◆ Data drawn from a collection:
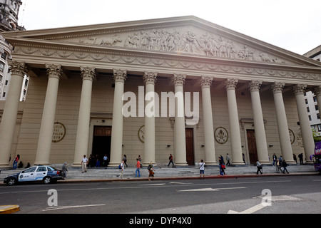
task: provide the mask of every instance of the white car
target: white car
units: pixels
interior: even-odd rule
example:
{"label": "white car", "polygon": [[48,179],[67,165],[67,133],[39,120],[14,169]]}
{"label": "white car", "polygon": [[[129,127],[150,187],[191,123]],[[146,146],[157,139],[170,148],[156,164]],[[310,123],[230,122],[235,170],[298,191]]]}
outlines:
{"label": "white car", "polygon": [[14,185],[18,182],[43,181],[45,184],[63,180],[61,170],[50,166],[33,166],[22,172],[8,175],[4,182],[8,185]]}

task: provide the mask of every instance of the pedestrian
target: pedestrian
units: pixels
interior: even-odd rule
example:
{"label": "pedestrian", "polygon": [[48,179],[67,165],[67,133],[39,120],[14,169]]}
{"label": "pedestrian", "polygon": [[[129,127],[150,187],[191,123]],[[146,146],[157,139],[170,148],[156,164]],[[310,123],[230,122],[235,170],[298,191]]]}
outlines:
{"label": "pedestrian", "polygon": [[273,155],[272,156],[272,159],[273,159],[273,166],[274,166],[277,159],[277,155],[275,155],[275,153],[274,153]]}
{"label": "pedestrian", "polygon": [[304,165],[303,164],[303,153],[300,153],[299,155],[299,160],[300,160],[300,165]]}
{"label": "pedestrian", "polygon": [[202,175],[203,179],[205,179],[205,163],[203,159],[198,162],[198,165],[200,165],[200,179],[202,179]]}
{"label": "pedestrian", "polygon": [[148,180],[151,180],[151,177],[154,179],[154,166],[153,165],[153,162],[151,162],[147,167],[147,169],[148,170]]}
{"label": "pedestrian", "polygon": [[64,162],[61,167],[61,172],[63,177],[67,177],[67,162]]}
{"label": "pedestrian", "polygon": [[141,164],[141,168],[143,167],[143,165],[141,164],[141,155],[138,155],[138,161],[139,161],[139,162],[140,162],[140,164]]}
{"label": "pedestrian", "polygon": [[119,167],[120,167],[119,170],[121,171],[121,175],[119,176],[118,179],[123,179],[123,170],[124,170],[123,164],[124,164],[124,162],[122,161],[121,165],[119,165]]}
{"label": "pedestrian", "polygon": [[170,154],[170,156],[169,156],[169,157],[168,157],[168,160],[170,160],[170,162],[169,162],[168,166],[169,167],[169,165],[170,165],[170,163],[172,163],[173,165],[174,165],[174,162],[173,162],[173,155],[172,155],[172,154]]}
{"label": "pedestrian", "polygon": [[221,157],[218,157],[218,167],[220,168],[220,175],[223,176],[225,175],[225,171],[224,170],[225,169],[225,165]]}
{"label": "pedestrian", "polygon": [[295,164],[297,165],[297,155],[295,155],[295,154],[293,154],[293,160],[295,161]]}
{"label": "pedestrian", "polygon": [[108,160],[108,157],[107,157],[107,155],[105,155],[105,156],[103,156],[103,167],[107,167]]}
{"label": "pedestrian", "polygon": [[18,164],[18,161],[20,159],[20,155],[17,155],[16,157],[14,159],[14,170],[16,169],[16,165]]}
{"label": "pedestrian", "polygon": [[226,160],[228,161],[228,162],[226,162],[226,165],[228,165],[228,166],[230,166],[230,155],[228,155],[228,154],[226,155]]}
{"label": "pedestrian", "polygon": [[285,171],[287,171],[287,173],[289,173],[289,172],[287,172],[287,164],[285,162],[285,160],[284,160],[283,162],[282,162],[282,166],[283,167],[283,173],[285,173]]}
{"label": "pedestrian", "polygon": [[260,163],[258,160],[256,161],[256,167],[258,168],[258,170],[256,171],[256,174],[258,175],[260,172],[261,174],[263,174],[261,171],[262,170],[262,165]]}
{"label": "pedestrian", "polygon": [[126,155],[123,155],[123,163],[126,165],[126,167],[128,167],[128,166],[127,165],[127,163],[126,163],[126,162],[127,162],[127,157],[126,157]]}
{"label": "pedestrian", "polygon": [[101,167],[101,160],[98,155],[96,155],[96,167]]}
{"label": "pedestrian", "polygon": [[86,157],[86,155],[83,155],[83,160],[81,160],[81,168],[83,172],[87,172],[87,162],[88,162],[88,158]]}
{"label": "pedestrian", "polygon": [[277,173],[280,173],[280,171],[282,172],[281,164],[280,163],[280,161],[278,159],[277,159],[277,162],[276,162],[276,171]]}
{"label": "pedestrian", "polygon": [[137,173],[138,173],[138,177],[141,177],[141,170],[140,170],[140,169],[141,169],[141,162],[139,162],[139,159],[138,158],[136,158],[136,161],[137,161],[137,163],[136,163],[136,172],[135,172],[136,173],[135,177],[137,177]]}

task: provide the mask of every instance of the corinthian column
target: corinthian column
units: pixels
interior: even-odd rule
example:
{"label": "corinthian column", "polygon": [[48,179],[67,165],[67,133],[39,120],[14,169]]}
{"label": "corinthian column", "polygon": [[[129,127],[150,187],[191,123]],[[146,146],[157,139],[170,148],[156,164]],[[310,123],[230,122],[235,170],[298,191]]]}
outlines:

◆ The request:
Please rewrite everything from the line "task: provide the mask of every instance of the corinthian" down to the last of the items, replacing "corinthian column" with "doric column" and keeping every other character the same.

◆ Full response:
task: provide the mask of every instance of the doric column
target: doric column
units: pixels
interior: even-odd rule
example:
{"label": "doric column", "polygon": [[48,179],[67,165],[67,133],[39,120],[14,169]]}
{"label": "doric column", "polygon": [[[129,127],[150,187],[191,123]],[[146,146],[157,139],[170,148],[156,164]],[[310,123],[230,122],[235,170],[298,191]]]}
outlines:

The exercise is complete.